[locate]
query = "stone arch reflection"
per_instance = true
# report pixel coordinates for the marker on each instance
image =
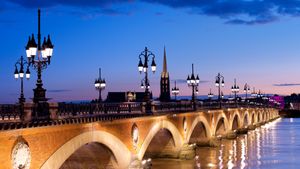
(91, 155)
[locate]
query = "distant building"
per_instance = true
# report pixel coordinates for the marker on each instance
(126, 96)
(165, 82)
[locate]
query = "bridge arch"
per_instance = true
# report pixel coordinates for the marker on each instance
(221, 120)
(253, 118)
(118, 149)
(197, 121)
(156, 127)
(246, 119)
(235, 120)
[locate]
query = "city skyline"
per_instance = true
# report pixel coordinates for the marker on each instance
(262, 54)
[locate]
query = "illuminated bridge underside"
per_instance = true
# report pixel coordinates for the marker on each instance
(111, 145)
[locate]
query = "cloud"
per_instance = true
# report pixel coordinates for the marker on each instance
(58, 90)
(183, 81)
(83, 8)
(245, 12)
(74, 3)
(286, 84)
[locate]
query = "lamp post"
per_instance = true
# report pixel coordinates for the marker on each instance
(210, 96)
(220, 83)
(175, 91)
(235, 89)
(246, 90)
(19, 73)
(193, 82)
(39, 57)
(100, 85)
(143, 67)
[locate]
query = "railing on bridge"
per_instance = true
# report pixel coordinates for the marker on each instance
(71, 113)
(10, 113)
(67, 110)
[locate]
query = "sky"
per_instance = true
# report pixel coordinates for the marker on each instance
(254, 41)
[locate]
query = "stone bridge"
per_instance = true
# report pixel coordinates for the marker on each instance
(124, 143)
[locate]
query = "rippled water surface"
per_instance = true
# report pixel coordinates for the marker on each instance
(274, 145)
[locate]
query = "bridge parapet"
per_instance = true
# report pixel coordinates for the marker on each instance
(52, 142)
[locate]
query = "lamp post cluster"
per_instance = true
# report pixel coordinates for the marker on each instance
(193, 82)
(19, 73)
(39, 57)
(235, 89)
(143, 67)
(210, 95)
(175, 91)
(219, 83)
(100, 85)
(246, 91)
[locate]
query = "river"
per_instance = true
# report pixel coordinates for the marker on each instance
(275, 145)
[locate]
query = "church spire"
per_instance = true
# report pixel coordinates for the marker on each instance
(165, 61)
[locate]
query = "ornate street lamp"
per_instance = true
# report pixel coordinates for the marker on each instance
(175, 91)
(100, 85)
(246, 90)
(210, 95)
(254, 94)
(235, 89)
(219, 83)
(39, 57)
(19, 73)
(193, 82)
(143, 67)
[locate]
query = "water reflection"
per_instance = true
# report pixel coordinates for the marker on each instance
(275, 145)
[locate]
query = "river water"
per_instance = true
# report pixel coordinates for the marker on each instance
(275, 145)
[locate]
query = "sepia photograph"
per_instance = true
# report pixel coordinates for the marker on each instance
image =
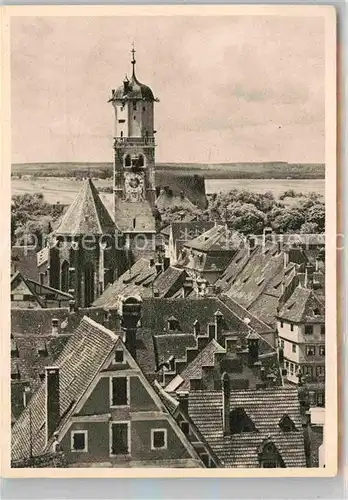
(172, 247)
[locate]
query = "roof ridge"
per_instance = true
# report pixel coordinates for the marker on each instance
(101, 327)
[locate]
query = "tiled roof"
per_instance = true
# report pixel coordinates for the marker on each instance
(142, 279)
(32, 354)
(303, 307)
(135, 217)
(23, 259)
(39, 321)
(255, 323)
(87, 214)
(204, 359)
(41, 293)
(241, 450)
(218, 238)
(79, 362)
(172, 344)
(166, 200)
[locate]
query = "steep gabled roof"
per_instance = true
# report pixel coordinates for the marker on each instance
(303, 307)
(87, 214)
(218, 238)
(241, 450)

[TASK DIRECTIONS]:
Every entry should be returned exactly as written, minus the pictures.

[RESPONSE]:
[locate]
query = "stone arch reflection"
per_instance = true
# report pixel coordinates for the marker on each instance
image =
(91, 155)
[locate]
query = "distant building"
per_instance = true
# report pixel coordinates for the marker on each instance
(126, 96)
(165, 82)
[locate]
query = "bridge arch"
per_instance = true
# report pixel coordinates for the marker on each instance
(221, 120)
(253, 118)
(118, 149)
(197, 121)
(156, 127)
(246, 119)
(235, 120)
[locate]
query = "city skyline"
per_instance = true
# report pixel coordinates for the marker on each instance
(262, 54)
[locate]
query = "illuminated bridge underside"
per_instance = true
# report pixel coordinates for the marker on each instance
(111, 145)
[locate]
query = "cloud"
per_instance = true
# report pixel coordinates for the marker on each instance
(58, 90)
(183, 81)
(83, 8)
(245, 12)
(74, 3)
(286, 84)
[locate]
query = "lamp post"
per_instance = true
# report pixel coordinates for the marker on each instance
(210, 96)
(220, 83)
(175, 91)
(235, 89)
(246, 90)
(19, 73)
(193, 82)
(39, 57)
(100, 85)
(143, 67)
[locate]
query = "railing on bridge"
per_instance = true
# report pixel coordinates for the marker on each instance
(71, 113)
(10, 113)
(67, 110)
[locate]
query = "sky"
per_instance = true
# report pixel coordinates for the marker on each instance
(254, 41)
[locate]
query = "stone bridge"
per_instance = true
# report pixel coordinates for the marker on each instance
(124, 143)
[locate]
query = "rippled water surface"
per_instance = true
# report pixel coordinates for the marker on each instance
(274, 145)
[locate]
query = "bridge parapet"
per_instance = true
# report pixel coordinates for the marker on each instance
(52, 142)
[locate]
query = "lamp post cluster"
per_instance = true
# report pixel coordinates for the marker on each instance
(193, 82)
(19, 73)
(39, 57)
(235, 89)
(143, 67)
(210, 95)
(175, 91)
(219, 83)
(100, 85)
(246, 91)
[locate]
query = "river"
per_instance = true
# report pixel coordinates for the marker on each instance
(275, 145)
[locate]
query = "church spire"
per_instance = true
# report pixel coordinates for the marker on each instance
(165, 61)
[locate]
query = "ornate street lamp"
per_instance = true
# report pixel coordinates for the marker on each instance
(175, 91)
(100, 85)
(246, 90)
(210, 95)
(254, 94)
(235, 89)
(219, 83)
(39, 57)
(19, 73)
(193, 82)
(143, 67)
[locate]
query = "water reflection"
per_instance = true
# report pixel coordinates for the marker on each instance
(275, 145)
[locate]
query = "river water"
per_instance = true
# report pixel coordinates for the marker on each instance
(275, 145)
[locate]
query = "sepia photograph"
per_instance = true
# report pixel coordinates for the marker on each instance
image =
(172, 247)
[locate]
query = "roof ridge"
per_instance = true
# report pixel coordinates for the marker on each instance
(101, 327)
[locate]
query = "tiled roof"
per_instance = true
# report pixel coordinates for the marker on each instance
(142, 279)
(32, 354)
(303, 307)
(135, 217)
(23, 259)
(39, 321)
(255, 323)
(87, 214)
(204, 359)
(41, 293)
(241, 450)
(218, 238)
(79, 362)
(172, 344)
(166, 200)
[locate]
query = "steep gabled roof"
per_instance = true
# report pixel coordinates for the marker on each instance
(303, 307)
(87, 214)
(218, 238)
(241, 450)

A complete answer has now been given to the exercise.